*STATED TASK*: Copy the items again, requests included, from the line containing "[indicate] the black gaa" through the last line of the items, inclusive, and shift every coordinate value in the answers by -118. Give only those lines.

*DATA FOR THIS TASK*:

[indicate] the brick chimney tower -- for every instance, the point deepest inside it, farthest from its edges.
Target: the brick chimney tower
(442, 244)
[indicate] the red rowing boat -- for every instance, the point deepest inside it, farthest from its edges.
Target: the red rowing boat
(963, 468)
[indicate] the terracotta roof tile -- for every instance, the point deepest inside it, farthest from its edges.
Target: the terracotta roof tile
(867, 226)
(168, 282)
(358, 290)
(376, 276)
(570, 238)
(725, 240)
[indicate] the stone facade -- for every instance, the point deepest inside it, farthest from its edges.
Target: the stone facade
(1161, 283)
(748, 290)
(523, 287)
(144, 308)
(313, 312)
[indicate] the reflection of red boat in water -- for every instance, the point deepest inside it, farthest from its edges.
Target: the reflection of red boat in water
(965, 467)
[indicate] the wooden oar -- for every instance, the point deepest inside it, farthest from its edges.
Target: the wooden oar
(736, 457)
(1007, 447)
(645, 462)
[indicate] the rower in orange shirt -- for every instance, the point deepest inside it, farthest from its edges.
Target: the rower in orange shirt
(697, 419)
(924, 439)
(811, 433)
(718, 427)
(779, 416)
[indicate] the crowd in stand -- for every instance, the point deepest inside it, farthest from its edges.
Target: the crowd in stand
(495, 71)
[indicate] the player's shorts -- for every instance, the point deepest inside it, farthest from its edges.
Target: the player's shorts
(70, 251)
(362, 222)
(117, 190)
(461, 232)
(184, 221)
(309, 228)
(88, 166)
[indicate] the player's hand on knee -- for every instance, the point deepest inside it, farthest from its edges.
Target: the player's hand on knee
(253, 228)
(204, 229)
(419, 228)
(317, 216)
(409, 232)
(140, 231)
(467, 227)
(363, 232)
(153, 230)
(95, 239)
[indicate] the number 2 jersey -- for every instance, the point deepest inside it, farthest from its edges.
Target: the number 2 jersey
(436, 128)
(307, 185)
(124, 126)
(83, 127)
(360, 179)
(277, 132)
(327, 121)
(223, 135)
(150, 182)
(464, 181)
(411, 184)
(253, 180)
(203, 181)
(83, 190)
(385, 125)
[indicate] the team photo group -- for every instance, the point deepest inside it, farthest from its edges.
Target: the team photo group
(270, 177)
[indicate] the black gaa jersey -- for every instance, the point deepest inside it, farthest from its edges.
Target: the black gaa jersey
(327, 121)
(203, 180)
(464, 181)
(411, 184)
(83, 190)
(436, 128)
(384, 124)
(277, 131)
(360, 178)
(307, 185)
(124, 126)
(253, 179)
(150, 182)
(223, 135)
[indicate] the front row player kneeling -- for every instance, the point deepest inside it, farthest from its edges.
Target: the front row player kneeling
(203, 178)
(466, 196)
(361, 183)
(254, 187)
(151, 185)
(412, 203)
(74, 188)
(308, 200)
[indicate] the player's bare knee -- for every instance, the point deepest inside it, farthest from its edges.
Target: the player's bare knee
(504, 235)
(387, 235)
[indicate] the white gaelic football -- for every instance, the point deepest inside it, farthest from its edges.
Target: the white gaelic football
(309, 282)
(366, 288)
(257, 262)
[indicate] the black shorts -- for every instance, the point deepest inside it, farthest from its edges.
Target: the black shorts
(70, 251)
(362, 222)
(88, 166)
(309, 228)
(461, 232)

*THE SOLUTION*:
[indicate] the black gaa jersey -- for every instance, the point deepest inside it, farthest from its edges.
Target: the black gaa jersey
(209, 3)
(85, 62)
(346, 63)
(293, 66)
(-35, 72)
(318, 10)
(266, 6)
(159, 13)
(242, 60)
(189, 67)
(6, 8)
(135, 61)
(32, 64)
(105, 17)
[indicate] the front row player kneeling -- for every instance, the point deepest inside it, farthest from its edges.
Target: the front row player kneeling
(85, 60)
(348, 78)
(243, 65)
(136, 69)
(33, 67)
(294, 85)
(-44, 70)
(190, 82)
[indicate] the player's bare knee -- for every instance, the point deepest inside it, farthest from its edges.
Target: the player's bare knee
(386, 117)
(269, 117)
[indicate] the white gaelic football -- for every instance, the point deepest inside it, farthest from its edges.
Target: the white gaelic football
(191, 164)
(248, 170)
(139, 144)
[indicate] the black shorts -- for every instance, the point deepest inside it, farthest from its edges.
Target: the black shorts
(-48, 133)
(244, 104)
(-30, 48)
(191, 110)
(343, 114)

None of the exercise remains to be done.